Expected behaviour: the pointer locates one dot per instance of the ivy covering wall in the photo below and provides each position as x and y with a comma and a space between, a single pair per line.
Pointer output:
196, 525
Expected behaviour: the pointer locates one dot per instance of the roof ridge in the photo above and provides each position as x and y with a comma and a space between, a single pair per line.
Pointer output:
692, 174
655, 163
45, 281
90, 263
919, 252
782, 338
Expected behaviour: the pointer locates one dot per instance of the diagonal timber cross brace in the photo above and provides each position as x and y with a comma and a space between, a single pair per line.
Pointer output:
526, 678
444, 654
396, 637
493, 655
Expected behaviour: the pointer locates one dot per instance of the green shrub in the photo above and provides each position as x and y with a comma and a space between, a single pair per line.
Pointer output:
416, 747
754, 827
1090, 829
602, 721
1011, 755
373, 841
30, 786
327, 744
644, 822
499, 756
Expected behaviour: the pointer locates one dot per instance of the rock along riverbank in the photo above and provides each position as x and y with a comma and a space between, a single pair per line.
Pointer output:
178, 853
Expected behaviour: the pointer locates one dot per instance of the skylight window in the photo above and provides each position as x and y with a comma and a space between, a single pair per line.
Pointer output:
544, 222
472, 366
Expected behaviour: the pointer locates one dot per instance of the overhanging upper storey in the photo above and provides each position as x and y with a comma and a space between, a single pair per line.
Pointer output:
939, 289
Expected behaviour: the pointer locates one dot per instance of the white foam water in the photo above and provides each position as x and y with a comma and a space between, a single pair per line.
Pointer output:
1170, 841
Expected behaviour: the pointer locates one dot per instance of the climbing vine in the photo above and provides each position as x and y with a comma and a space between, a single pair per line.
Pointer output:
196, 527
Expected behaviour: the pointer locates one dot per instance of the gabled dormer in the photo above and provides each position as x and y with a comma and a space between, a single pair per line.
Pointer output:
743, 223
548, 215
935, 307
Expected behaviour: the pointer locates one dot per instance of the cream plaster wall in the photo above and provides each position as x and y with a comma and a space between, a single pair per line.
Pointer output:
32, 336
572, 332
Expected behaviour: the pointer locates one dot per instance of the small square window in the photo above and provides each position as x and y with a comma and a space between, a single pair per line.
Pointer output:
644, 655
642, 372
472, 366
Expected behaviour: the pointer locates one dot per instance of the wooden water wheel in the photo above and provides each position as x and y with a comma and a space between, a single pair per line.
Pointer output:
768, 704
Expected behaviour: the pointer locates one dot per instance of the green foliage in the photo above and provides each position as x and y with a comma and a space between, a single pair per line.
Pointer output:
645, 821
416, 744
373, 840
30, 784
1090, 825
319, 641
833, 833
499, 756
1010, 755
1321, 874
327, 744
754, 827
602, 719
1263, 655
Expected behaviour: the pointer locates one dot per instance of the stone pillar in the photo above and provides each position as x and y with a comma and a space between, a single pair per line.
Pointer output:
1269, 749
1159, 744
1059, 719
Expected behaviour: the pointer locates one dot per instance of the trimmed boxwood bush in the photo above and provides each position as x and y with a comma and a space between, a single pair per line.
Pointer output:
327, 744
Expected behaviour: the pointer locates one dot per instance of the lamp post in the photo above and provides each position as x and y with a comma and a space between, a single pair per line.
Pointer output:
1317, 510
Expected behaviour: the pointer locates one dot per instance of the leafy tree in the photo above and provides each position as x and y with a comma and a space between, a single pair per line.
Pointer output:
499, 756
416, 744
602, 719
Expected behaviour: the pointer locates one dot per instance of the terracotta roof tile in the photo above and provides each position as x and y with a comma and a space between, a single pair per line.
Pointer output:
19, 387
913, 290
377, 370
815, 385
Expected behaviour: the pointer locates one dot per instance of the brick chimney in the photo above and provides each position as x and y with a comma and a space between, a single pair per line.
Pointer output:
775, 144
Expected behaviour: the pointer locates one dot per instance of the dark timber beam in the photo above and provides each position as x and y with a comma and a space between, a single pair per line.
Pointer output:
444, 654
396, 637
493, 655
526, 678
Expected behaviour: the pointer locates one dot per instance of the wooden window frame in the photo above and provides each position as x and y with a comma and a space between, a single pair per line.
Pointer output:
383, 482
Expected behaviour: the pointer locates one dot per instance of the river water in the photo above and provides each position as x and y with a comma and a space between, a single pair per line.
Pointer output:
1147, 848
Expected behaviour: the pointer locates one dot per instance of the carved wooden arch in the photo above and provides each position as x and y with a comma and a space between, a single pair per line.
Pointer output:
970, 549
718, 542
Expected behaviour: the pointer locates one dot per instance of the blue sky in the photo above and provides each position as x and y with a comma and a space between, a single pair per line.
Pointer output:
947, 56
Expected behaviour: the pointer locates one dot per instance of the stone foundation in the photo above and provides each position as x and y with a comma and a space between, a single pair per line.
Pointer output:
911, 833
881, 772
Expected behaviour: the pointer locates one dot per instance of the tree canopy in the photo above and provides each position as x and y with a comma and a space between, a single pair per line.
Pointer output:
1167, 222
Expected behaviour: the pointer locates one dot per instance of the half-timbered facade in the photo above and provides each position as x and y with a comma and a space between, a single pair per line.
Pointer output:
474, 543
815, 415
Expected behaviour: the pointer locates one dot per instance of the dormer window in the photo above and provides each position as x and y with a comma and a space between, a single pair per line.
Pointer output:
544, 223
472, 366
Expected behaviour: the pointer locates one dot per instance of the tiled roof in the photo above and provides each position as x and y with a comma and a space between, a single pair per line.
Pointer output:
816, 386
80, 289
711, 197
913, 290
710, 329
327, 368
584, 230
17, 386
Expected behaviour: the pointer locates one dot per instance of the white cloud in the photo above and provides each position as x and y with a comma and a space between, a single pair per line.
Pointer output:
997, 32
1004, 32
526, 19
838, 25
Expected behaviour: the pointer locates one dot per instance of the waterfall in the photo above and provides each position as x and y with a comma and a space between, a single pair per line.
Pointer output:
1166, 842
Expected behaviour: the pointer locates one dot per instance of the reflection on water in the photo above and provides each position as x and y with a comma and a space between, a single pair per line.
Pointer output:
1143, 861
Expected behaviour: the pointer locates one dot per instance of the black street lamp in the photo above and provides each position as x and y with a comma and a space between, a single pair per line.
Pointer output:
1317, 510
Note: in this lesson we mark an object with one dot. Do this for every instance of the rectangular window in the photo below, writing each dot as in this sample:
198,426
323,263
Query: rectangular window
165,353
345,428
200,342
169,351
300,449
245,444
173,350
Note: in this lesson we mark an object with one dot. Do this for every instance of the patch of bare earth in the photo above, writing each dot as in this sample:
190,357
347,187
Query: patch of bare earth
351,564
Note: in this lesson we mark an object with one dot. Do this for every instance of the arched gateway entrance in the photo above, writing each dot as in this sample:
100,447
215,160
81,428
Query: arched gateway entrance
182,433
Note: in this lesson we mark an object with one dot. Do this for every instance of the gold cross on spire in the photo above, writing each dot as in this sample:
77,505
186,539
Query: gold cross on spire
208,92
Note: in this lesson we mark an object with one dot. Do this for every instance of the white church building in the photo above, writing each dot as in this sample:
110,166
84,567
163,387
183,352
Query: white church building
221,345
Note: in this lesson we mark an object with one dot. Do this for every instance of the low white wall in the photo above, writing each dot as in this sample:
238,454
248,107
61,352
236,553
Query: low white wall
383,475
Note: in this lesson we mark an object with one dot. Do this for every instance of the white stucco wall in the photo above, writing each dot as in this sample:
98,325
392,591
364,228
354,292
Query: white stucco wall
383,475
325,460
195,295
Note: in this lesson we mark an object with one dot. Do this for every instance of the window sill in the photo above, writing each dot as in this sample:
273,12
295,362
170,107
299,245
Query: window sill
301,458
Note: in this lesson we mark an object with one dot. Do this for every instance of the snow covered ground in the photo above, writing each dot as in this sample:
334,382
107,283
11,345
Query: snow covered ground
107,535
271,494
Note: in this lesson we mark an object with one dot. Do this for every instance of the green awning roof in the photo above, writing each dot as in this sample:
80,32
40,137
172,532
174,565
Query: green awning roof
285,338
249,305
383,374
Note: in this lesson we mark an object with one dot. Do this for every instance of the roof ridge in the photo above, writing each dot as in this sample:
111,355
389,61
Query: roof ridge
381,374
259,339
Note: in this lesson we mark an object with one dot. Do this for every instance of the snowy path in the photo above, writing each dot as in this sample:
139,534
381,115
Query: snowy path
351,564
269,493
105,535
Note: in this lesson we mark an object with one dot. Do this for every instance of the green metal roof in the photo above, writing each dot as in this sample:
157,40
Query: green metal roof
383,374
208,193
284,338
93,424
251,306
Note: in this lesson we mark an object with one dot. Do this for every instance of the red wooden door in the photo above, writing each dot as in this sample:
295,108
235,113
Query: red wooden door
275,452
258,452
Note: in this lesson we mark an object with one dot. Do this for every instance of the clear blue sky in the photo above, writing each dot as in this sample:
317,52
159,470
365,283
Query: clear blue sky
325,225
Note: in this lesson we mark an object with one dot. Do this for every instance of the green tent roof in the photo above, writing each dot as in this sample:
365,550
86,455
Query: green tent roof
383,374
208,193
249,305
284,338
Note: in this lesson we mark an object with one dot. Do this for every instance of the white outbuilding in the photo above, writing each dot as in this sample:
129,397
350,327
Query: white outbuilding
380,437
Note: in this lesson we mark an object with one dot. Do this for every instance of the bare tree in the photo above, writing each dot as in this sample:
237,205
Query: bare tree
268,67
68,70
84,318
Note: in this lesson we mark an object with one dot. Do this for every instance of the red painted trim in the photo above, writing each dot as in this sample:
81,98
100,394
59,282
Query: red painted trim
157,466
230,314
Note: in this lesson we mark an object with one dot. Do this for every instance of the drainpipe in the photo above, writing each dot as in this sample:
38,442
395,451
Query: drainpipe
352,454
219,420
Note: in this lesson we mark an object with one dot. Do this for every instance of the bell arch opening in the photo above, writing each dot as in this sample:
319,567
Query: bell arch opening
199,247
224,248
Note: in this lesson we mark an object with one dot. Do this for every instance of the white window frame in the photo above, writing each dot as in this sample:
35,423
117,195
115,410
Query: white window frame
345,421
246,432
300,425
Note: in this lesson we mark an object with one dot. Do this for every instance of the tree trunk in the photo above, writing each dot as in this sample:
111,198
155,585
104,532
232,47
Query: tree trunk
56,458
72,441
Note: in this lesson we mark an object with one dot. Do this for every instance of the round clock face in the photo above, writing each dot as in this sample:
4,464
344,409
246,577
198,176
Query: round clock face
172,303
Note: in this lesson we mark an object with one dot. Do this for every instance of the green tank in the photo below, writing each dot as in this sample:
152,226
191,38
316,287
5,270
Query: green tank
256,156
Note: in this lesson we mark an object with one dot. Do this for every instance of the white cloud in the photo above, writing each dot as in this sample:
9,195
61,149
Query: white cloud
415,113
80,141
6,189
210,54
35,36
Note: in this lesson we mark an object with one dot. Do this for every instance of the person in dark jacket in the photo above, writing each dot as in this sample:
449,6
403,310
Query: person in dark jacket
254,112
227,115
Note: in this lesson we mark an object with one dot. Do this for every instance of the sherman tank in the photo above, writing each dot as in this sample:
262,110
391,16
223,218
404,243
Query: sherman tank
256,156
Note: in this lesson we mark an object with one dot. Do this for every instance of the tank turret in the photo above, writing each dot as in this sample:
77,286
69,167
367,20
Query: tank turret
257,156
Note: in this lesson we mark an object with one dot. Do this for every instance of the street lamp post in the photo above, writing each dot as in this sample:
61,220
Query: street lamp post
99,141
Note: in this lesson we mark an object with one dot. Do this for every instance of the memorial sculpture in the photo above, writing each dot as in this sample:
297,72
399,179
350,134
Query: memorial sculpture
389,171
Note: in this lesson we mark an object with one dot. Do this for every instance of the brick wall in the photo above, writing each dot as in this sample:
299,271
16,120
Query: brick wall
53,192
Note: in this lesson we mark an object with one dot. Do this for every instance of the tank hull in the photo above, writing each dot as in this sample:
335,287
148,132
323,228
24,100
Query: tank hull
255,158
········
(DIRECTIONS): Every line from the one containing "of the street" through the last line of the entries must be written out verbatim, and no other line.

(TASK RESPONSE):
Note: in this lesson we mark an object with one dot. Do this for every instance of the street lamp post in the photo above, writing each dot as in this sample:
61,220
Query: street lamp post
99,141
Note: in this lesson we mark an object with one dot. Do this for every instance of the memorial sculpture in the photo above, writing each dot as in this sample:
297,72
399,179
350,134
Query: memorial sculpture
389,171
Note: in this lesson we mark an object with one dot. Do this for every instance of the brick wall in the photo above, writing each dot as in this sample:
299,271
16,120
Query: brick wall
53,192
Note: in this lesson we mark an object with one dot. Do this for every instance of the tank hull in the photo above, writing each dot as in this sample:
335,287
148,132
323,228
24,100
Query: tank hull
255,158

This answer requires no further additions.